◆ What you have to do
Reproduce the entries below, please. Keep every character the same.
::::::::
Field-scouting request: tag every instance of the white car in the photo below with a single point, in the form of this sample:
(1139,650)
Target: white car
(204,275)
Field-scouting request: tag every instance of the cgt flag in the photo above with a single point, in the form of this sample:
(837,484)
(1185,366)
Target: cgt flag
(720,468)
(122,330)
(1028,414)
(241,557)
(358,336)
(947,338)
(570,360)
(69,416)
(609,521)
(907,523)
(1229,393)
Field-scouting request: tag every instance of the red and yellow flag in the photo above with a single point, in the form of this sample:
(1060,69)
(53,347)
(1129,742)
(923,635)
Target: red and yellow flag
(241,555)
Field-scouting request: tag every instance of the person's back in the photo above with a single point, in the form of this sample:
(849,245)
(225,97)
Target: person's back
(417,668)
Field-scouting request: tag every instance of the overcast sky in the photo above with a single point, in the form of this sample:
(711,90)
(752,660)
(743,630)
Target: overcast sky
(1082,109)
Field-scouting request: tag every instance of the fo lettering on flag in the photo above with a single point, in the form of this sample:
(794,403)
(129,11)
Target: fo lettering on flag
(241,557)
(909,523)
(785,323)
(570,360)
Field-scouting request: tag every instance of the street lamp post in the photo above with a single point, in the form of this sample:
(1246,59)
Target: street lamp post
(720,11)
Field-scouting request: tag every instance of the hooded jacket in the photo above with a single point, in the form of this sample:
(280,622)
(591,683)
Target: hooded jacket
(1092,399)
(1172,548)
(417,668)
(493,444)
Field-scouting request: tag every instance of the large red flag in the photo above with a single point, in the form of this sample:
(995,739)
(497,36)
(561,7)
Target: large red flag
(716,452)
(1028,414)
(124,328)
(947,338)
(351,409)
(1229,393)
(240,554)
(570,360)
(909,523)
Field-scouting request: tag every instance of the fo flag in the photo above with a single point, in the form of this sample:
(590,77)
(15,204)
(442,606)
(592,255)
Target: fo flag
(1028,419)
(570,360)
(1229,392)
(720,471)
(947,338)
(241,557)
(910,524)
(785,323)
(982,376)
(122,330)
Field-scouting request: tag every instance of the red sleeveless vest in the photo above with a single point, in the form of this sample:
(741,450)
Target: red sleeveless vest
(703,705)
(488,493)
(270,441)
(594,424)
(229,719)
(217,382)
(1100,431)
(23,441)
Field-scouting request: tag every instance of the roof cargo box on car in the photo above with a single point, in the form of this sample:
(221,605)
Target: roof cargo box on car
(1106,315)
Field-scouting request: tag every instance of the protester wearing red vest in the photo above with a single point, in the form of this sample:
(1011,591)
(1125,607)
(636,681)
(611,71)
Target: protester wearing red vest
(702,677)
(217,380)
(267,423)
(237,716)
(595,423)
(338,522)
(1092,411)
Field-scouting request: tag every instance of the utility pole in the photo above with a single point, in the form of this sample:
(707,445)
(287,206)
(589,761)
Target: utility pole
::::::::
◆ Output of the task
Field-scouting request: tag every instance of the white car in the photo below with a single point, in the form of this sample:
(1139,650)
Target: white car
(204,275)
Field-scouting request: tag every instance of the cgt flag in the photo above with a single point, in the form of this sample:
(837,484)
(1185,366)
Target: cgt flag
(720,468)
(122,330)
(1028,414)
(241,557)
(358,336)
(947,338)
(570,360)
(69,416)
(609,521)
(907,523)
(1229,393)
Field-scouting request: tag every instance of the red and yellow flag in the photo above with a single point, in the form of this sample:
(1060,69)
(53,347)
(1129,742)
(923,635)
Target: red and yellow flag
(241,555)
Field-scouting request: tag every instance of the person's back in the photo above with a single point, in the form of this sample:
(849,245)
(225,97)
Target: person's back
(417,668)
Field-scouting request: tag every instance of the overcast sky in the photo above with a single point, in the form of this sample:
(711,90)
(752,660)
(743,630)
Target: overcast sky
(1082,109)
Field-scouting request: tag every instance of the fo lettering on flag in the photo above with a single point, in the form of this sample:
(794,403)
(129,11)
Target: fo lettering on flag
(241,557)
(909,523)
(785,323)
(570,360)
Field-scouting request: tag every instance of the street lamp post in the photo above with a single point, in the form of this sample:
(1246,59)
Target: street lamp post
(720,11)
Field-scouting request: tag every instance of the hooded jacket in the photo above with a single point, in the form of this sample:
(280,622)
(591,683)
Target: hooded jacket
(1092,399)
(1172,548)
(417,668)
(493,444)
Field-scouting request: tag every instance of the large red flag in the photo above with a single point, in the form of this sample:
(995,739)
(497,36)
(561,7)
Target: large red flag
(716,452)
(1028,414)
(124,328)
(947,338)
(351,409)
(1229,393)
(240,554)
(570,360)
(909,523)
Field-scouting request: tag every instance of the fo flag in the photo above with a single point, in the form of this sample:
(590,77)
(15,204)
(442,606)
(592,255)
Target: fo flag
(1028,419)
(570,360)
(1229,392)
(720,471)
(947,338)
(241,557)
(910,524)
(785,323)
(982,376)
(122,330)
Field-scouting request: tag every instance of the red sleeveless vest in the photo above with a single point, in the form of this sample:
(741,450)
Target: red sleeveless vest
(703,705)
(488,493)
(270,441)
(594,424)
(229,719)
(217,382)
(1100,431)
(23,441)
Field-scouting request: tag every instance of the roof cargo box on car in the photo above with a single point, in the form of this sample:
(221,605)
Target: roof cargo box on car
(1106,315)
Field-scouting request: tag every instance of the protester wearing red vest in the photo above with a single point, in the form of this sample:
(1011,591)
(1125,607)
(636,681)
(611,71)
Target: protester wearing red vest
(702,677)
(217,380)
(267,423)
(237,716)
(595,423)
(338,522)
(1092,411)
Field-scouting request: tag every instance of the utility pole in the photo above with a single point, in the form of this sample:
(707,445)
(287,206)
(589,761)
Target: utility pole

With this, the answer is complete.